Let’s talk about introverted intuition!
Well, there are a few reasons I want to do a deep dive into this topic:
- For me personally, introverted intuiting is my favorite way to use my brain. 🙂
- If you are an INFJ or INTJ personality type, introverted intuition is your gift and understanding how it works will help you get the most out of it. The “N” in your personality type means that you prefer intuitive information gathering over sensory information gathering. And more specifically, you prefer introverted intuiting (as opposed to extraverted intuiting).
- If you are struggling to figure out whether you are an INFJ or ISFJ or whether you are an INTJ or ISTJ, understanding what introverted intuition is all about can help you make the call.
So let’s get to it. Everything you ever wanted to know (and more) about introverted intuition!
(Pssst, if you have no clue what I’m talking about or what the four-letter combos above mean, see this post about how to find out your personality type.)
Introverted Intuition: The Ultimate Guide
What Is Introverted Intuition?
According to the Myers-Briggs personality type theory, there are eight potential ways for us to use our brains to process information and make sense of it. These eight ways are called cognitive functions. Each of the 16 personality types prefers using a different mix of cognitive functions. For a full list of cognitive functions, click here.
Introverted intuition is one of the eight cognitive functions. It’s a particular way to use your brain.
Or maybe it would be more accurate to say that it’s a particular way to let your brain work. You see, introverted intuition is kind of like thinking without thinking. Your brain unconsciously processes information and comes up with an insight, idea, vision, or a solution to a problem without any conscious effort on your part. Pretty nifty, right?
Who Uses Introverted Intuition?
Introverted intuition is the favorite or primary cognitive function of INFJ and INTJ personality types. It’s also the second favorite or secondary cognitive function of ENFJs and ENTJs.
How Does Introverted Intuition Work?
In order for introverted intuition to work, it needs something to work with. So people who use introverted intuition gather up a bunch of sensory information and knowledge to feed their minds. INFJs and INTJs tend to be highly sensitive people who notice subtleties that many others miss and this helps keep their intuition well-nourished. 🙂
One weird caveat is that while some of the information gathering might be deliberate and conscious, it can also happen unconsciously. So you might gather loads of sensory information without consciously registering every single detail.
And then – after a bit – you end up with a sudden flash of insight that seems to come out of nowhere. You just KNOW or you just UNDERSTAND without being able to explain how exactly you got there.
It can feel a bit magical and woo-woo. But there’s no magic to it. It’s just your brain putting bits and pieces together without conscious effort.
Introverted Intuition Versus Extraverted Intuition
There are two kinds of intuition: introverted (Ni) and extraverted (Ne). Introverted intuition is used by the NJ personality types, whereas extraverted intuition is used by the NP personality types. Extraverted intuition is the primary function of ENFPs and ENTPs and the secondary function of INFPs and INTPs.
These two kinds of intuition differ in that introverted intuition tends to be more focused and narrow, while extraverted intuition tends to be broader and more scattered.
In practice, this means that Ni users will want to focus on one topic for a longer period of time, while Ne users prefer more variety – jumping from one topic to another.
It also means that Ni users are more likely to come up with a singular well-developed insight (one solution), while Ne users are more likely to generate a range of possibilities (many possible solutions). Because of this, Ne users are often seen as more creative than Ni users.

________________________

## Written problem A
Quote the passage of the introverted intuition guide word for word, starting at "Let’s talk about" and ending at "make the call.".
## Written problem B
Extend the guide to introverted intuition past its final sentence, carrying on in the same style.

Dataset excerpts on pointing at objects
________________________

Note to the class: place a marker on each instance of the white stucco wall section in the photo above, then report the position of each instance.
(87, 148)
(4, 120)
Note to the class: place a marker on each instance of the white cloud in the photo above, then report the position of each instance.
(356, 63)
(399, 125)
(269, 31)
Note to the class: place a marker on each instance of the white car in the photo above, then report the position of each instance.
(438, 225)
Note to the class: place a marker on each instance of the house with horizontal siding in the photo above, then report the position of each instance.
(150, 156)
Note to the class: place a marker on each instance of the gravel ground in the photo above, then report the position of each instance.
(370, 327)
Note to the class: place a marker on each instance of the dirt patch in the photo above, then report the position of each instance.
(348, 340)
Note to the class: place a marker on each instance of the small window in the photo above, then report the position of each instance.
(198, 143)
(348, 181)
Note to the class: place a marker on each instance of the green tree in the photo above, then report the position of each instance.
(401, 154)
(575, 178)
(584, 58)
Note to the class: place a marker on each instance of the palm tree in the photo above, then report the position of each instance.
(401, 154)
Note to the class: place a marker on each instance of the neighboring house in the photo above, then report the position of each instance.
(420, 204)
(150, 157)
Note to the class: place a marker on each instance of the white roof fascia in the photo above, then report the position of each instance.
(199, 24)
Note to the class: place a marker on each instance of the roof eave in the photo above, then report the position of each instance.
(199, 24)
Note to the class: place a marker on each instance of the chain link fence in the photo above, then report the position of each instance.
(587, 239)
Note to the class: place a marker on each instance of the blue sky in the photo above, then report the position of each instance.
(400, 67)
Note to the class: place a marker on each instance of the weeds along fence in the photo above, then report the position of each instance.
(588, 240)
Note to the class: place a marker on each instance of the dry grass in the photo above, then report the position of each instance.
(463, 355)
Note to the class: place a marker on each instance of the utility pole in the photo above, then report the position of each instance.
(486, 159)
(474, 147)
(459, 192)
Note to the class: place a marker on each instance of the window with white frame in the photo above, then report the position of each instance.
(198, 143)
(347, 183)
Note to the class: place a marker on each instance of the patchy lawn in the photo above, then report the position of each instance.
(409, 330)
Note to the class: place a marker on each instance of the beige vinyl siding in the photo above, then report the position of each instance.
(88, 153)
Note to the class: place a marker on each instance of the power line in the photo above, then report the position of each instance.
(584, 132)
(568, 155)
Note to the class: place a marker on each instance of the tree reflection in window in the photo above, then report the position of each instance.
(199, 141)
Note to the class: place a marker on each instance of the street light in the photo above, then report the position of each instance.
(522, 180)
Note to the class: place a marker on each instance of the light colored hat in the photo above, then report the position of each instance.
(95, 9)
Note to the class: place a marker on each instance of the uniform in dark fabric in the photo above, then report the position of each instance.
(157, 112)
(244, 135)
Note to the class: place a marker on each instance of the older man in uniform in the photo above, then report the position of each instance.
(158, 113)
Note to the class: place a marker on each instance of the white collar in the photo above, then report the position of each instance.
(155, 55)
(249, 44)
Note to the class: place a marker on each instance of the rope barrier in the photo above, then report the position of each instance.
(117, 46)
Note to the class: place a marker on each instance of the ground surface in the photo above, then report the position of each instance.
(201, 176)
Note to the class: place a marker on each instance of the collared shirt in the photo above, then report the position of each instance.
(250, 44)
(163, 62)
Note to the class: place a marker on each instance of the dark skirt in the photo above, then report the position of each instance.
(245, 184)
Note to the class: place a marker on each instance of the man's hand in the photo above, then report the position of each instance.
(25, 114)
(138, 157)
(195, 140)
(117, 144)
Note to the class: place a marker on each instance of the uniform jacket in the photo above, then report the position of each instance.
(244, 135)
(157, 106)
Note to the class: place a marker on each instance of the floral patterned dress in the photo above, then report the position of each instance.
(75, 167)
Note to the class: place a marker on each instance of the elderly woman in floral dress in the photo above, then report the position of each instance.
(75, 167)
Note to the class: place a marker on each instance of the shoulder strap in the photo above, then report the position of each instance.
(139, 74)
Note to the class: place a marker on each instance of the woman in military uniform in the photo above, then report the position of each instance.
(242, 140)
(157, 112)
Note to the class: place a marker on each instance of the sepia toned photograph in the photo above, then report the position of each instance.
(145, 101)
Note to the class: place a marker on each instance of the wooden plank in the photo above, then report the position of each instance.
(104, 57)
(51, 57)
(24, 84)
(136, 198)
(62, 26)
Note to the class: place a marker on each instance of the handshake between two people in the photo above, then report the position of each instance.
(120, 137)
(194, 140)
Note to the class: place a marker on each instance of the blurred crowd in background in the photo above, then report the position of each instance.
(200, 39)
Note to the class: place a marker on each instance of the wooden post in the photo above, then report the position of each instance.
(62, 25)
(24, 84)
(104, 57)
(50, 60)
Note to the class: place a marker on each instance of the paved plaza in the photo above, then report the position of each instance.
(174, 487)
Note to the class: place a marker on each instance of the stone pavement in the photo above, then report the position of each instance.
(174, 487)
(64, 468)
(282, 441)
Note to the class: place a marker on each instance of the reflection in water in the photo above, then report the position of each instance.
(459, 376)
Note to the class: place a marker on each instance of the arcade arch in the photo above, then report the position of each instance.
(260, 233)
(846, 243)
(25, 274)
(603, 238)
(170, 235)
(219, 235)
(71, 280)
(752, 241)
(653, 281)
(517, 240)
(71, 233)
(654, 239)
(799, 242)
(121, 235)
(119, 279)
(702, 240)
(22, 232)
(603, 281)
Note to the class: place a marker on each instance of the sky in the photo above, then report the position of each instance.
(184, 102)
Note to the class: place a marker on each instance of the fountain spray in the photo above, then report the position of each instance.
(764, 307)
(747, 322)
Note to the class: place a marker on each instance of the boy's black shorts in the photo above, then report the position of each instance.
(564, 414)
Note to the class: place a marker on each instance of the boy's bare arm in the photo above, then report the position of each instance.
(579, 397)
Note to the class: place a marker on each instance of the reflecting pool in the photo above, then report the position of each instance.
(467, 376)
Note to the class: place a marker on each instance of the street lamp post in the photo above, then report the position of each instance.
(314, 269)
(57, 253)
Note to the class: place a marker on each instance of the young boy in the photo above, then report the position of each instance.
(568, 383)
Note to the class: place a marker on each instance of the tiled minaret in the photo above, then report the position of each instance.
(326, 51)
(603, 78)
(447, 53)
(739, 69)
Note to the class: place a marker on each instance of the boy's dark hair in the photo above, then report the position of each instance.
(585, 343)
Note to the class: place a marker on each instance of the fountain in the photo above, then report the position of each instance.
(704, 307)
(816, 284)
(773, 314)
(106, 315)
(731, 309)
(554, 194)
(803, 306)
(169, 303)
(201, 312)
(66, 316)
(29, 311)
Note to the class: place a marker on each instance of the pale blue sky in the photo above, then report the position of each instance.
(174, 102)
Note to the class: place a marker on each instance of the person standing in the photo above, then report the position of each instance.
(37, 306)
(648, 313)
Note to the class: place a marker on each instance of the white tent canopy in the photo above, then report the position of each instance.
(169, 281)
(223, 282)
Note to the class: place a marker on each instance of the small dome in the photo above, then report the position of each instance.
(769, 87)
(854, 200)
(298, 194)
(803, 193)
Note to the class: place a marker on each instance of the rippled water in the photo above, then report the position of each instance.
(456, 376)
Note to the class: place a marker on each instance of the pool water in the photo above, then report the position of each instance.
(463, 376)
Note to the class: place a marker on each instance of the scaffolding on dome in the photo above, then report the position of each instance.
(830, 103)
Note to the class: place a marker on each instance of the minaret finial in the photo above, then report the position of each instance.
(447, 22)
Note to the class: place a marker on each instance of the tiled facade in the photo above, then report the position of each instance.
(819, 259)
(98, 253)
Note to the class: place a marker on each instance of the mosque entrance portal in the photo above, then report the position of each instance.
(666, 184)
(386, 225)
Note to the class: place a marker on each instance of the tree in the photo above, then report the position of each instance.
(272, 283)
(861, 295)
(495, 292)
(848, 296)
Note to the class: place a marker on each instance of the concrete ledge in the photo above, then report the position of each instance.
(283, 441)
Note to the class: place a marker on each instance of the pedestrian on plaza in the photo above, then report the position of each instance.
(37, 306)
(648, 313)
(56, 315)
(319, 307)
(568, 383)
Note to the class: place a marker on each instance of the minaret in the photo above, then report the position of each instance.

________________________

## Final answer A
Let’s talk about introverted intuition!
Well, there are a few reasons I want to do a deep dive into this topic:
- For me personally, introverted intuiting is my favorite way to use my brain. 🙂
- If you are an INFJ or INTJ personality type, introverted intuition is your gift and understanding how it works will help you get the most out of it. The “N” in your personality type means that you prefer intuitive information gathering over sensory information gathering. And more specifically, you prefer introverted intuiting (as opposed to extraverted intuiting).
- If you are struggling to figure out whether you are an INFJ or ISFJ or whether you are an INTJ or ISTJ, understanding what introverted intuition is all about can help you make the call.

## Final answer B
Introverted Intuition Versus Introverted Sensing
I also want to mention some of the differences between introverted intuition and introverted sensing, because the two get confused a lot.
Introverted sensing is the favorite cognitive function of ISFJs and ISTJs. These sensing personality types prefer to use their five senses to gather information – they trust what they see, hear, feel, taste, and touch. They like focusing on concrete details. They tend to be slow to warm up to the insights and abstract theories produced by intuitive personality types.
Another difference of note is that introverted sensing is very past-oriented, whereas introverted intuition is very future-oriented. ISFJs and ISTJs usually have a good memory for facts and details and they like to use their past experience to guide them. They are also often keen to stick with tried-and-true traditions and routines and crave stability. INFJs and INTJs, on the other hand, use their intuitive insights to paint a vision of a better future and get bored with too much repetition.
Examples of Introverted Intuition
Here are some real-world examples of introverted intuition drawn from my own experience as an INFJ.
Having A Solution To A Problem Come To You Without Trying
More often than not, when I receive a question from a reader, I don’t immediately know how to respond. I’ll set it aside, but within a few hours, the answer will come to me out of nowhere.
Forecasting How Something In The Future Will Turn Out
When my husband suggests an activity, my people pleasing extravert side always wants to agree immediately. But we have learned that if we let my intuition work for a bit, the REAL answer will emerge. After a bit, I will suddenly know exactly how the activity will turn out and whether it’s worth it or not.
Having Sudden Flashes Of Ideas Or Insights
The vast majority of the articles I write just come to me. Not necessarily every individual sentence – although sometimes those do too – but the ideas and the insights I want to present in the article. They show up without any conscious effort on my part.
Being Able To Simultaneously See Multiple Perspectives
Whenever I have an opinion about something, I can also “see” and understand all the other potential points of view about that matter and the potential arguments against my stance. Because of this, I often struggle with self doubt and feel the need to prove my own point of view to myself.
Having Visions Of How A Thing Or An Event Will Appear Once Complete
At the onset of any new project – be it an online course, an article I’m writing, a family trip I’m planning, or an interior design project I’m taking on – I have a vision of how it’s supposed to turn out. This vision is both complete and vague at the same time. It’s like a pretty picture in my mind, but it’s a little blurry without all the details worked out. After having such a vision, I’m stubbornly determined to bring it to reality and very distraught when it doesn’t turn out exactly as I had envisioned. One of my greatest personal growth challenges has been learning to be okay with getting to 90%. When I set 100% perfection as a requirement, I was pretty much paralyzed.
How To Access Introverted Intuition
So how can you access introverted intuition? How can you get your brain to do its thing?
Well, because intuiting is unconscious, you can’t force it. I can’t sit down in front of the computer and, say: “Okay, intuition, I’m ready. Give me an answer and give it to me now!” I’ve tried and it didn’t work. 😀
However, what you can do is create conditions that are conducive to intuiting and that make intuitive insights more likely to occur. Here are five things you can give your brain to support its ability to intuit:
1. Freedom of Mind
The vast majority of my intuitive insights come to me when I’m:
- Walking or running by myself.
- In the shower.
- Doing mindless chores with my headphones on listening to music.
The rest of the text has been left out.